PROBLEM TO WORK ON: Please carry on the article about the Lenny Kravitz song "Fly Away" from the point where it stops.

## Begin PROVIDED TEXT

- Standard non-US artwork

Single by Lenny Kravitz

from the album 5
- B-side: "Believe" (live acoustic)
- Released: May 11, 1998
- Genre: Funk rock; alternative rock; pop rock;
- Length: 3:41 (album version); 3:06 (radio edit);
- Label: Virgin
- Songwriter: Lenny Kravitz
- Producer: Lenny Kravitz

Lenny Kravitz singles chronology
| "I Belong to You" (1998) | "Fly Away" (1998) | "American Woman" (1999) |

Music video
- "Fly Away" on YouTube

= Fly Away (Lenny Kravitz song) =

1998 single by Lenny Kravitz

"Fly Away" is a song by American singer Lenny Kravitz. It was released as the fourth single from his fifth studio album, 5 (1998). Released to radio on May 11, 1998, "Fly Away" peaked at number 12 on the US Billboard Hot 100, topped the charts of Iceland and the United Kingdom, and peaked within the top 10 of the charts of several other countries, including Australia, Canada, Ireland, and New Zealand. The song won a Grammy Award for Best Male Rock Performance in 1999.

==Background==
"Fly Away" emerged from Lenny Kravitz testing an amp that was brought to the studio. After plugging in the available guitar, Kravitz started playing the song, stating, "I was listening to the way different chords were ringing, just moving between A, C, G and D, and the next thing I knew I was telling the engineer to hook up the mics and record."

By the time he wrote "Fly Away", Kravitz had already turned in the completed album 5 to Virgin Records, and he considered releasing the song as a B-side. However, after playing the song for a friend, they responded, "If you don't put it on the album, I'm gonna be so pissed off at you." After Kravitz contacted his label about the inclusion of the song, they were reluctant, but he sent them the song anyway. Upon hearing the track, they added it to the album.

## End PROVIDED TEXT
## Begin LISTING

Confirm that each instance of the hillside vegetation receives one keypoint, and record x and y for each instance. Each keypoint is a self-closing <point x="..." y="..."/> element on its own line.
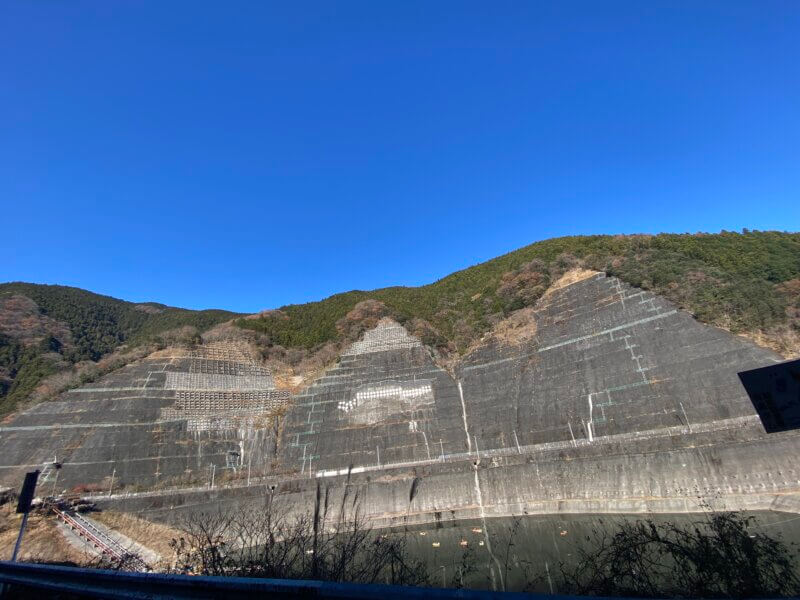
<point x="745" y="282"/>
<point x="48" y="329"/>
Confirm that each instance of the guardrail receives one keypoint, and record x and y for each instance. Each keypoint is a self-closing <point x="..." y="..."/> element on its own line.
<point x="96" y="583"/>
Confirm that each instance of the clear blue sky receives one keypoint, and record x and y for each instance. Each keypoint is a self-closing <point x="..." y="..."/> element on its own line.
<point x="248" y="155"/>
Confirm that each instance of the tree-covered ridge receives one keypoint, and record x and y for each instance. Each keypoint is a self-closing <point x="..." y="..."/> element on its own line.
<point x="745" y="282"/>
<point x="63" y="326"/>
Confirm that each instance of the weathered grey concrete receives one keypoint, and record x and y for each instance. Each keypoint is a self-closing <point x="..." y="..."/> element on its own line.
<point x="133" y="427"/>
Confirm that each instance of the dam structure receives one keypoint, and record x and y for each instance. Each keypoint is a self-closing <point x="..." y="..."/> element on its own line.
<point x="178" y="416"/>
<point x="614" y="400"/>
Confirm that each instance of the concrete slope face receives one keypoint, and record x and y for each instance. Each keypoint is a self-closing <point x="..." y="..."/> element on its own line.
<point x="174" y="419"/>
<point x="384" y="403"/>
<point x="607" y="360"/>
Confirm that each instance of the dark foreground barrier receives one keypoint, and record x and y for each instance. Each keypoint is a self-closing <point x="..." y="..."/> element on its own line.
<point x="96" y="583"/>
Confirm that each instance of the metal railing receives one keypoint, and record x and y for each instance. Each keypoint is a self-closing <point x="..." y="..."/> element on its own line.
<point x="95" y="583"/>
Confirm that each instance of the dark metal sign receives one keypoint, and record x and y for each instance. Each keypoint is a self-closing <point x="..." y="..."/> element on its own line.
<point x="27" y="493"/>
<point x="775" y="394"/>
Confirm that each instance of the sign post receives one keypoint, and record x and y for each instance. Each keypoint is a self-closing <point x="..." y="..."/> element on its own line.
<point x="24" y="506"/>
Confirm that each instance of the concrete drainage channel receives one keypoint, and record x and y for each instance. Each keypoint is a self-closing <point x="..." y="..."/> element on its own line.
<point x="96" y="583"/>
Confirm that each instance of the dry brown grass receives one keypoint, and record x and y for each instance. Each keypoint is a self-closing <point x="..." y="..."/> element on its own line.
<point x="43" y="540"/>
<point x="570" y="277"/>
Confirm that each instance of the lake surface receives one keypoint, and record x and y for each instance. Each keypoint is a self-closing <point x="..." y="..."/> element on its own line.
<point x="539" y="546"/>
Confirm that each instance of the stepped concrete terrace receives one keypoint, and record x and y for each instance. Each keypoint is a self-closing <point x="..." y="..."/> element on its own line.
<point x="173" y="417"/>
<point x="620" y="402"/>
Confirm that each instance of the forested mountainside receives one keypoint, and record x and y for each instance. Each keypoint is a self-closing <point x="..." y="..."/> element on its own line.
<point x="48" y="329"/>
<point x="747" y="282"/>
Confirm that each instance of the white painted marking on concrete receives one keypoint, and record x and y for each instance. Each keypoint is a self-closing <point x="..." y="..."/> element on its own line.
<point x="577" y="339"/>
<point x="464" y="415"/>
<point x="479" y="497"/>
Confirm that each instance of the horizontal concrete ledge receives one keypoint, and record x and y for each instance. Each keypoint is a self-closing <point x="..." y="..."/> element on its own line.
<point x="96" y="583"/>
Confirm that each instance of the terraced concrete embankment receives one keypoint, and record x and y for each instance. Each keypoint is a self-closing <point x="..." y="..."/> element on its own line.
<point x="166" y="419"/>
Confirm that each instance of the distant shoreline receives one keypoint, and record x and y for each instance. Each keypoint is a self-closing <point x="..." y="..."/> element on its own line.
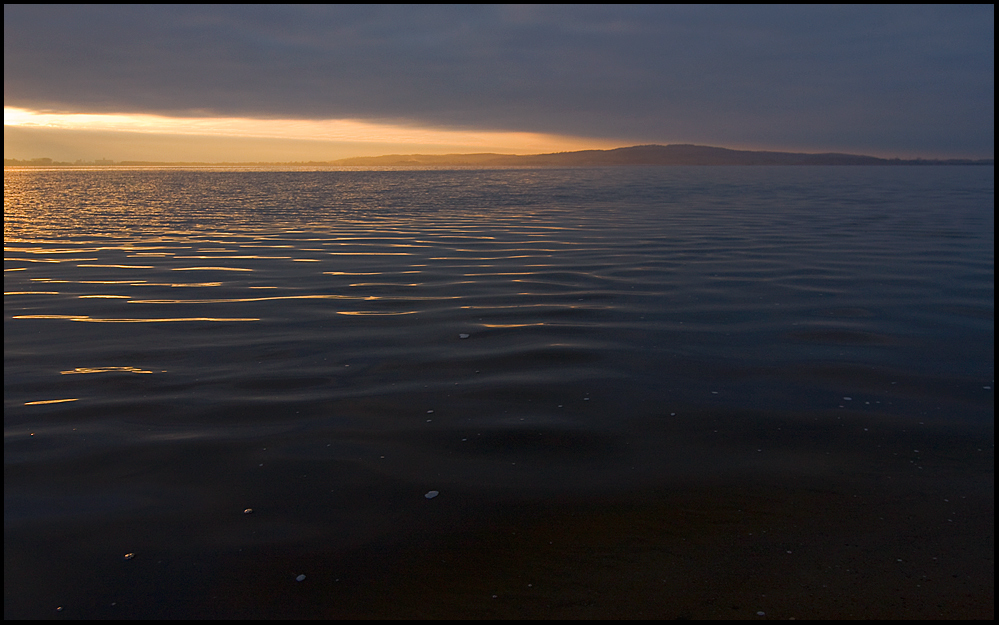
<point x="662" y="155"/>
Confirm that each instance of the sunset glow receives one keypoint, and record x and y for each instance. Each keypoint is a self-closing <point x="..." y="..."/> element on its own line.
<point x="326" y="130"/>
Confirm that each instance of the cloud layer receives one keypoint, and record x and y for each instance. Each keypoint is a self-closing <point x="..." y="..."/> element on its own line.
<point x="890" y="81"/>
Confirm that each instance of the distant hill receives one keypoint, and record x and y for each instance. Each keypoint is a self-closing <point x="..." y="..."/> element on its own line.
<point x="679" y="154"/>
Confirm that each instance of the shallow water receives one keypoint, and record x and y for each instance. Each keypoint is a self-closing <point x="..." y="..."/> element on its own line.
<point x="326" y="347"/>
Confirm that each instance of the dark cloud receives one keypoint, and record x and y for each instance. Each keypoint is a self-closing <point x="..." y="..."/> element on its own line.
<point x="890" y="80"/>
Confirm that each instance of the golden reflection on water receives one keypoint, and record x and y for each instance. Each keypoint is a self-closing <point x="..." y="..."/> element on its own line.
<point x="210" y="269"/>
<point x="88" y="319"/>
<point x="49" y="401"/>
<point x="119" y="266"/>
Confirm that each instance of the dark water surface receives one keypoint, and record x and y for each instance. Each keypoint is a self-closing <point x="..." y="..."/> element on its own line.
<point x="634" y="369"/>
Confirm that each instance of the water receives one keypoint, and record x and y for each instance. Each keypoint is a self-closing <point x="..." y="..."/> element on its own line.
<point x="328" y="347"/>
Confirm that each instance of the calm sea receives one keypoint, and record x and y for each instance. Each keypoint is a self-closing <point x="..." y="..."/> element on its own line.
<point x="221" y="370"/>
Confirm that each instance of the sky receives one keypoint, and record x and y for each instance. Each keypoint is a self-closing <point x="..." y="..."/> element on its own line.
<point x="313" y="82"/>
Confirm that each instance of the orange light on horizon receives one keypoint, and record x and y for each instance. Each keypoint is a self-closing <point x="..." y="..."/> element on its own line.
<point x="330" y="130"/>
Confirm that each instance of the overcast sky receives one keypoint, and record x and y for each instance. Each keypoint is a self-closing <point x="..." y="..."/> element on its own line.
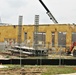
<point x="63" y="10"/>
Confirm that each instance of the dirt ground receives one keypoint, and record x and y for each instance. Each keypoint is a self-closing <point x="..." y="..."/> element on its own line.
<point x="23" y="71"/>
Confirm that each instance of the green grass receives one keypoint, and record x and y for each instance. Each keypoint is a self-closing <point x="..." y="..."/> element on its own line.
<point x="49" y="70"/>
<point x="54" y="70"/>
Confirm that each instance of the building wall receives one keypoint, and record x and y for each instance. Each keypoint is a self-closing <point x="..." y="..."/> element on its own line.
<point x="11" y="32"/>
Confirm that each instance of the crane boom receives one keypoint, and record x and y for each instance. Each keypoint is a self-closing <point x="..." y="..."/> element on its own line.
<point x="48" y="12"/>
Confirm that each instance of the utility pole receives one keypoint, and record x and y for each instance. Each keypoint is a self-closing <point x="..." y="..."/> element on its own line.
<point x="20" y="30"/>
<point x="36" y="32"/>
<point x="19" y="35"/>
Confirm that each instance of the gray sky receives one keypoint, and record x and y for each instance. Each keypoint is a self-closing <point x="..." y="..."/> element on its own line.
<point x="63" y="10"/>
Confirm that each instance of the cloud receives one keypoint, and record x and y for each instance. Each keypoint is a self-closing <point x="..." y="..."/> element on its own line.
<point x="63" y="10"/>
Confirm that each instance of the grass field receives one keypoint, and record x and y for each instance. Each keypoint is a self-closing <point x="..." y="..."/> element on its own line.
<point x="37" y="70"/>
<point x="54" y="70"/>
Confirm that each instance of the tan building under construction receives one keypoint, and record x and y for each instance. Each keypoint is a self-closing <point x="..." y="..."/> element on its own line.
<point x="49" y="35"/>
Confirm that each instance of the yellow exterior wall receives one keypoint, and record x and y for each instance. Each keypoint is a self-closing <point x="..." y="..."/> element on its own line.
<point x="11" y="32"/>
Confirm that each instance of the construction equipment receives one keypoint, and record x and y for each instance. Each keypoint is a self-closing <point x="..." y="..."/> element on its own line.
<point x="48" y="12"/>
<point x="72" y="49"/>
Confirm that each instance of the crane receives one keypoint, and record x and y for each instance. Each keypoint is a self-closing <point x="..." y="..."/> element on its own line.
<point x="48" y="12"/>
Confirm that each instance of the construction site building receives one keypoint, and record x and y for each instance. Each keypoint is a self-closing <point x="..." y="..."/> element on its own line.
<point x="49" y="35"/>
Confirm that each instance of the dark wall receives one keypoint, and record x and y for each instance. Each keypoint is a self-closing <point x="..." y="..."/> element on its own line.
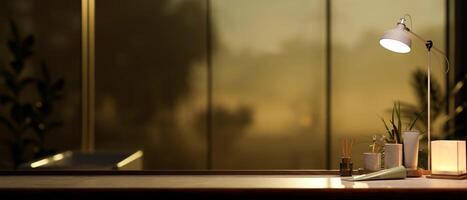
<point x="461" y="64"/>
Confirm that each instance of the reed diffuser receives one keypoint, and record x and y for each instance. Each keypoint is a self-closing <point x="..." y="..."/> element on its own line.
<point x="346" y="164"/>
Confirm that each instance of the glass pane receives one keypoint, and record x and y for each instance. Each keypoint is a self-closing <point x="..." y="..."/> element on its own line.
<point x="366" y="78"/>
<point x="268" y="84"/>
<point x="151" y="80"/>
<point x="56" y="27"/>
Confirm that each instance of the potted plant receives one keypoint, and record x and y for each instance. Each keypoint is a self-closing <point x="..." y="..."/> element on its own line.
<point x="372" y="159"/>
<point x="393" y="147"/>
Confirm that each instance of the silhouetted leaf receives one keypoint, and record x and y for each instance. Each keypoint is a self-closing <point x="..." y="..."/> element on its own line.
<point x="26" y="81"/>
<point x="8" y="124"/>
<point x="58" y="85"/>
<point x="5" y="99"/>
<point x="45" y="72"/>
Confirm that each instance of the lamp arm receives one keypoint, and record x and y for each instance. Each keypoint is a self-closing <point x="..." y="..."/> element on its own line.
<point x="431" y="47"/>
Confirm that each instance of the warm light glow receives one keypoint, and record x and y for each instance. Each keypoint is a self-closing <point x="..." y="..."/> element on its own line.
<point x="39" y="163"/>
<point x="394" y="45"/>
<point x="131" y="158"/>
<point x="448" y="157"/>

## End LISTING

RESPONSE:
==Critical reception==
Birmingham Evening Mail commented, "If you watch TV you'll already be familiar with this—it's the song from the Peugeot TV ad which seems to have rarely been off the screen during the past few weeks. It's about time Kravitz returned to the big time—remember when he sold out the NEC in '91?—and this could see him back in the chart big time."

==Chart performance==
"Fly Away" reached number 12 on the Billboard Hot 100 and topped both the Mainstream Rock and Modern Rock Tracks charts. On Canada's RPM Top Singles chart, "Fly Away" reached number three and stayed in the top 20 for six weeks. Outside North America, the song reached number one in Iceland and on the UK Singles Chart; its success in the UK is attributed to its appearance in a television advertisement for the Peugeot 206 Supermini car. In Australia and New Zealand, "Fly Away" peaked at number eight and was certified Gold in both countries. The song helped to expand the success of his fifth studio album, 5, in Europe and earned Kravitz a Grammy Award in 1999 for Best Male Rock Performance, his first of four consecutive wins in this category.

==Music video==
The music video for the single was directed by American director Paul Hunter. It features Kravitz and his band playing in a club, surrounded by a crowd dancing to the song, with some of them having fun and others making out. Special effects were added to the video to make it look beat up and grainy. A girl in the crowd is briefly shown topless several times during the video with her breasts blurred out. The video is featured on the DVD for Kravitz's 2000 Greatest Hits album tour edition.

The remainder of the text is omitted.